Copy all of the records below word for word, leaving out the pictures.

[Start of Data for this exercise]

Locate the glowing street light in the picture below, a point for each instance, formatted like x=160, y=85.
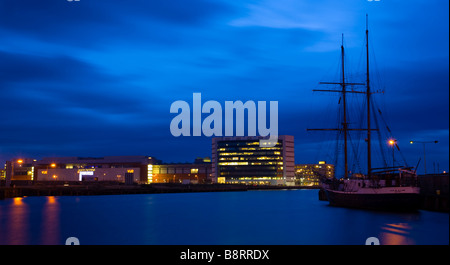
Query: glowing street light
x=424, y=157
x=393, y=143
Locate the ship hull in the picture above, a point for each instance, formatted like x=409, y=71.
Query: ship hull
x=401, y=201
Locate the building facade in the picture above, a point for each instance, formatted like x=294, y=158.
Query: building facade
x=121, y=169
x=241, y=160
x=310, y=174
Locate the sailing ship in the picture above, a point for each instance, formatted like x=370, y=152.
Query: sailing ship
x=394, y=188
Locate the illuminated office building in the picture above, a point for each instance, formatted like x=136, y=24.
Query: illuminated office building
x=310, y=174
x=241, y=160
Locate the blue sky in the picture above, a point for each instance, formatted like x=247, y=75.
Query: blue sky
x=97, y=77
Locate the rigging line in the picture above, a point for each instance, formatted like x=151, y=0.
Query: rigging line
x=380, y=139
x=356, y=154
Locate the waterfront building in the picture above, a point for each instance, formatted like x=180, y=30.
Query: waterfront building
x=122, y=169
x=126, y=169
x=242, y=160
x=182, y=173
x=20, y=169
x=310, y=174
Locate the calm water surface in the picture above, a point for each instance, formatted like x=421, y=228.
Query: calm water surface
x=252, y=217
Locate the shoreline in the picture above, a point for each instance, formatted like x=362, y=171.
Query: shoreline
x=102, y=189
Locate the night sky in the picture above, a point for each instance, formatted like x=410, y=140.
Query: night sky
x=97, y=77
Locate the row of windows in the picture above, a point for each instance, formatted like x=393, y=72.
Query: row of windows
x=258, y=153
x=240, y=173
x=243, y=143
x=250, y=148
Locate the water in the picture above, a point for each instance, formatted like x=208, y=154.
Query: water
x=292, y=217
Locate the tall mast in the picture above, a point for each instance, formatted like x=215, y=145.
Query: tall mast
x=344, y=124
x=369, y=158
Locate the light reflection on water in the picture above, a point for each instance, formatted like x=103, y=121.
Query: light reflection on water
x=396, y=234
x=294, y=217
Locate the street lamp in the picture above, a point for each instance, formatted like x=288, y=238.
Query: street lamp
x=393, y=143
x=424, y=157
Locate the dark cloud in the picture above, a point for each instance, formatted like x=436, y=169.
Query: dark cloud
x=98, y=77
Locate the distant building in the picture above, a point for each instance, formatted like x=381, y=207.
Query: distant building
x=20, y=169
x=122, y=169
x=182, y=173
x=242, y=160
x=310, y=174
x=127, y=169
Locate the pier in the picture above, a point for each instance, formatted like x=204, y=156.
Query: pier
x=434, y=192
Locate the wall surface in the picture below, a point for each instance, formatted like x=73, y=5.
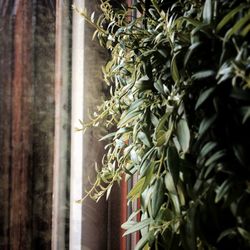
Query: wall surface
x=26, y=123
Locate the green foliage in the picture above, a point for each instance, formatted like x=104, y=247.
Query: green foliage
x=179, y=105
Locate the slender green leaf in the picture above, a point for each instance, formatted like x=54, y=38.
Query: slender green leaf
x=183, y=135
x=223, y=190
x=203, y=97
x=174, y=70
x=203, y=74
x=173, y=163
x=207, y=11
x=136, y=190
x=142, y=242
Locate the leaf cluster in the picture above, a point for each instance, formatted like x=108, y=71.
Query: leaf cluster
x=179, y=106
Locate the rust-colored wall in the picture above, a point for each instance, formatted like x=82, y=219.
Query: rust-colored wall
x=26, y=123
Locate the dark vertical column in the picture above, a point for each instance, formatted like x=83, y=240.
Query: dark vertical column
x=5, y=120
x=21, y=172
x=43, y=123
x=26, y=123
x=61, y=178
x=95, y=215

[End of Data for this exercise]

> [Response to the exercise]:
Locate the glowing street light in the picture below, a point for each instance, formatted like x=160, y=85.
Query: glowing street light
x=424, y=157
x=393, y=143
Locate the ship hull in the picture above, a point for each instance, formatted like x=409, y=71.
Query: ship hull
x=401, y=201
Locate the building facade in the picture above, a point for each instance, formatted like x=294, y=158.
Query: building facade
x=121, y=169
x=241, y=160
x=310, y=174
Locate the sailing ship in the picture above, a point for each instance, formatted like x=370, y=152.
Query: sailing ship
x=394, y=188
Locate the illuminated office building in the picture above, a point for each instance, formatted like x=136, y=24.
Query: illuminated office building
x=310, y=174
x=241, y=160
Locate the blue sky in the picture above, a point for each instance, formatted like x=247, y=75.
Query: blue sky
x=97, y=77
Locate the rigging line in the picture above, a point for each instance, formatted like x=151, y=0.
Query: rigging line
x=380, y=139
x=356, y=154
Locate the waterfront building in the picture above, a point for each instance, formatted like x=180, y=30.
Query: waterfront building
x=122, y=169
x=126, y=169
x=242, y=160
x=182, y=173
x=20, y=169
x=310, y=174
Locate the calm water surface in the picture above, a point for each instance, formatted like x=421, y=228.
Query: calm water surface
x=252, y=217
Locate the shoreline in the picture above, a point for each instance, formatted like x=362, y=171.
Query: shoreline
x=102, y=189
Locate the night sky in the picture above, a point for each instance, formatted like x=410, y=140.
Query: night sky
x=97, y=77
Locate the row of windows in the picture above, a point for each instance, formatted like x=393, y=72.
Query: row of windows
x=258, y=153
x=240, y=173
x=243, y=143
x=250, y=148
Locate the water in the picture above, a point for each instance, formatted like x=208, y=154.
Query: water
x=292, y=217
Locate the tall mast in the picture above, a point for each instance, formatted like x=215, y=145.
Query: tall mast
x=344, y=124
x=369, y=158
Locate the light reflection on water in the picture above, a point for each instance, formatted like x=103, y=121.
Query: light reflection on water
x=396, y=234
x=294, y=217
Locate the street lamp in the picture above, a point for each instance, formatted like x=288, y=238.
Query: street lamp
x=393, y=143
x=424, y=157
Locate the dark cloud in the picture above, a point for each instance, formatted like x=436, y=169.
Query: dark cloud
x=98, y=77
Locate the distant building in the picture above, a point for each instance, formatted like x=381, y=207.
Query: distant building
x=20, y=169
x=122, y=169
x=182, y=173
x=242, y=160
x=310, y=174
x=127, y=169
Locate the pier in the picture above, a point for each instance, formatted like x=204, y=156.
Query: pier
x=434, y=192
Locate the wall surface in the picture below, a point for each instance, formatted like x=73, y=5.
Query: wall surface
x=26, y=123
Locate the green foliage in the picture above, a point for each instance, formatted like x=104, y=247.
Query: green foliage
x=179, y=105
Locate the slender green leaf in the picture above, a point for each instance, formatted like x=54, y=38.
Query: slender green leaf
x=183, y=135
x=223, y=190
x=203, y=97
x=174, y=70
x=203, y=74
x=173, y=163
x=207, y=11
x=136, y=190
x=142, y=242
Locate the leaf cluster in the picture above, a point for each instance, formatted like x=108, y=71.
Query: leaf cluster
x=179, y=106
Locate the rust-colored wall in the picture above, a point for each instance, formatted like x=82, y=219.
Query: rust-colored wall
x=26, y=123
Locate the dark vertical column in the picture above, a point for each instance, formatted like x=83, y=240.
Query: dark vertical column
x=5, y=120
x=21, y=172
x=43, y=123
x=26, y=123
x=61, y=178
x=95, y=215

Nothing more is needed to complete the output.